#### TASK DIRECTIONS:
Pull out the text of every item below and copy it word for word, leaving the pictures out of your answer.
==== SOURCE DATA ====
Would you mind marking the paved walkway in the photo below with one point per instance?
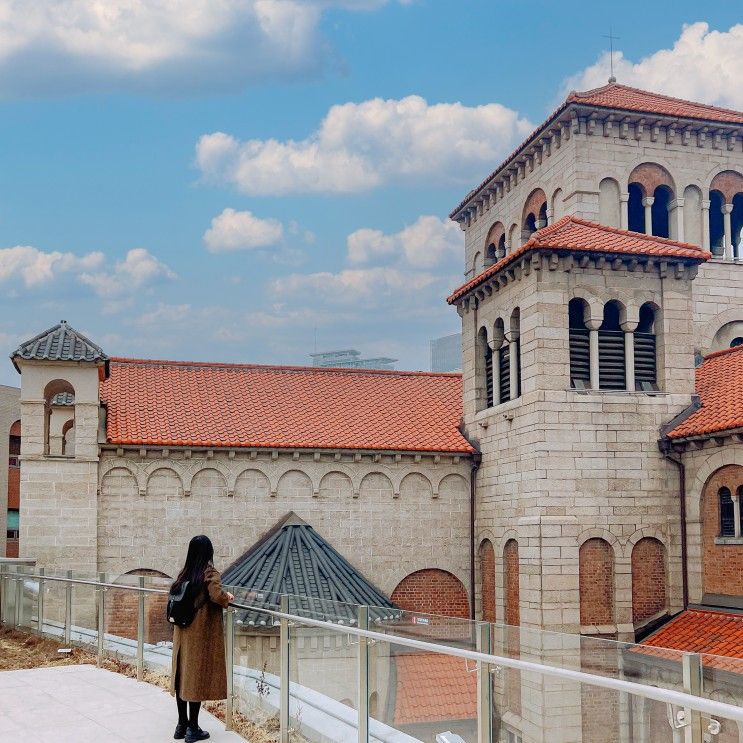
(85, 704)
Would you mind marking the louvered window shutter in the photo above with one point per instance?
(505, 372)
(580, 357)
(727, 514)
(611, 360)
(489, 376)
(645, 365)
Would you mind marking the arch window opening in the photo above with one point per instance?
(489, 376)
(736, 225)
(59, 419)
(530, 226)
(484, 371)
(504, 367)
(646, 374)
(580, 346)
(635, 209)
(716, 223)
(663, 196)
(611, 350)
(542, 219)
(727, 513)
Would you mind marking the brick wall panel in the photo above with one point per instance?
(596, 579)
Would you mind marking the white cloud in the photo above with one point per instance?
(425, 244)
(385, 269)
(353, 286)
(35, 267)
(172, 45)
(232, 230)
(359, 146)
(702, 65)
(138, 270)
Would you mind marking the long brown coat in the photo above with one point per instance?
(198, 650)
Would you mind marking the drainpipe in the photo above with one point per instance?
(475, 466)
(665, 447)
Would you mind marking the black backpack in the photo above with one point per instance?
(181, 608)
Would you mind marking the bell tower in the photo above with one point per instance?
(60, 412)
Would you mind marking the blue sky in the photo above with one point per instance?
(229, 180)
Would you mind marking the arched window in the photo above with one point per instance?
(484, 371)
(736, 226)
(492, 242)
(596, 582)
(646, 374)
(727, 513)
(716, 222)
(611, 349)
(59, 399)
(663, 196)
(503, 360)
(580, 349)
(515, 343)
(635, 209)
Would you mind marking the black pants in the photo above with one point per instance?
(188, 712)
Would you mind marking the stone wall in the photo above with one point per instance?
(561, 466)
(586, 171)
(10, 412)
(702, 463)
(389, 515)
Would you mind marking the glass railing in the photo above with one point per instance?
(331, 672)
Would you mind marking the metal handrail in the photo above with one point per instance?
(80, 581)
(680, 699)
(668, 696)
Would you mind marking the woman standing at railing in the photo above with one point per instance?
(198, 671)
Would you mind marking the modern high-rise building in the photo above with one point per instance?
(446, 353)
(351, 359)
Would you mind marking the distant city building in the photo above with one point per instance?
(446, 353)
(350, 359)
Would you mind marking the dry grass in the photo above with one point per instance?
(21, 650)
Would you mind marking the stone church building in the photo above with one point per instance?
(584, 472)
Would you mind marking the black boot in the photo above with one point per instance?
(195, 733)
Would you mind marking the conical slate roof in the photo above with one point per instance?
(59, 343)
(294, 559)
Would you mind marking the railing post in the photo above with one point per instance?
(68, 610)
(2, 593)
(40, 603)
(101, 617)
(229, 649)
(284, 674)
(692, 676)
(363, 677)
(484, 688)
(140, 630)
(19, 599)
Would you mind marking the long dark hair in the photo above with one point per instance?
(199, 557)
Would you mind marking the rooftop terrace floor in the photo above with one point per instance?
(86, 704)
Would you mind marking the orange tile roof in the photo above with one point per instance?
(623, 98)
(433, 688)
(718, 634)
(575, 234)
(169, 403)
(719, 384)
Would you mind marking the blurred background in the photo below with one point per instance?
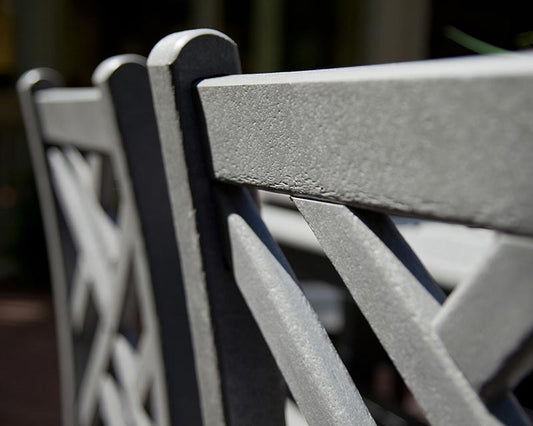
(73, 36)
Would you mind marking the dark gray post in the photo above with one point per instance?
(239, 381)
====
#### TASK OUTPUT:
Would you mind marking the paved walkway in the photo below with one point per instance?
(85, 704)
Would you mind marking the louvered window shutter in the photo above with one point per instance?
(505, 372)
(580, 357)
(727, 514)
(611, 360)
(489, 376)
(645, 365)
Would you mind marking the arch window opening in the photo above with one point per instance?
(489, 376)
(736, 225)
(59, 419)
(530, 226)
(484, 371)
(504, 367)
(646, 374)
(580, 346)
(635, 209)
(716, 223)
(663, 196)
(611, 350)
(542, 219)
(727, 513)
Would you mind marking the brick wall panel in the photo above with one point per instance?
(596, 579)
Would you mind marking the white cloud in the photo above with one point per instance?
(425, 244)
(385, 269)
(353, 286)
(35, 267)
(172, 45)
(232, 230)
(359, 146)
(702, 65)
(138, 270)
Would you mind marking the long brown coat in the photo above with one point per instance?
(198, 650)
Would you mind marking the drainpipe in the photo above with one point per instance?
(475, 466)
(665, 447)
Would you mind marking the black backpack in the photo above with one point per instance?
(181, 608)
Would you mind marking the bell tower in the photo above with one point per instance?
(60, 412)
Would you mind marking the blue sky in the photo above with one point per instance?
(229, 180)
Would you mind marking the arched window in the photo above with one point per instance?
(484, 371)
(736, 226)
(492, 242)
(596, 582)
(646, 374)
(727, 513)
(716, 222)
(611, 349)
(59, 399)
(663, 196)
(503, 360)
(580, 349)
(515, 343)
(635, 209)
Would you mind marking the black pants in the photo above with one point per instance?
(188, 712)
Would you mind marking the stone wall in the photo above with one point per instance?
(561, 466)
(586, 171)
(10, 412)
(702, 463)
(389, 515)
Would you mind marking the glass railing in the photo above with one point per instance?
(331, 672)
Would you mind marking the metal handrail in the photo above with one point per instance?
(80, 581)
(680, 699)
(668, 696)
Would you mind marking the woman standing at railing in the photo above with one point per instance?
(198, 671)
Would you mind marking the modern high-rise building in the photo above with one point per instance?
(446, 353)
(351, 359)
Would you mind marking the distant city building in the photo above with one point per instance?
(446, 353)
(350, 359)
Would you mind marking the dry grass in the photo above with one point per instance?
(21, 650)
Would you mind marking the stone church building in the photo above with one point per instance?
(584, 472)
Would you mind marking the black boot in the photo above with one point per instance?
(195, 733)
Would you mind marking the conical slate roof in the photo above with one point per instance?
(59, 343)
(294, 559)
Would you mind marking the railing post in the photo above with one point per instance?
(68, 610)
(2, 593)
(40, 603)
(101, 617)
(229, 649)
(284, 674)
(692, 676)
(363, 677)
(484, 688)
(140, 630)
(19, 599)
Would you mind marking the long dark hair in the photo above with one point per instance?
(199, 557)
Would you mind marking the rooftop terrace floor in the photo above with one point per instance?
(86, 704)
Would you mind marking the orange tile roof in the photo above with one point per instance?
(623, 98)
(433, 688)
(718, 634)
(575, 234)
(169, 403)
(719, 384)
Would you mind marking the blurred background in the photo below with one point per instance?
(73, 36)
Would you mind marking the dark gray post in the photo above with one point per instance?
(239, 381)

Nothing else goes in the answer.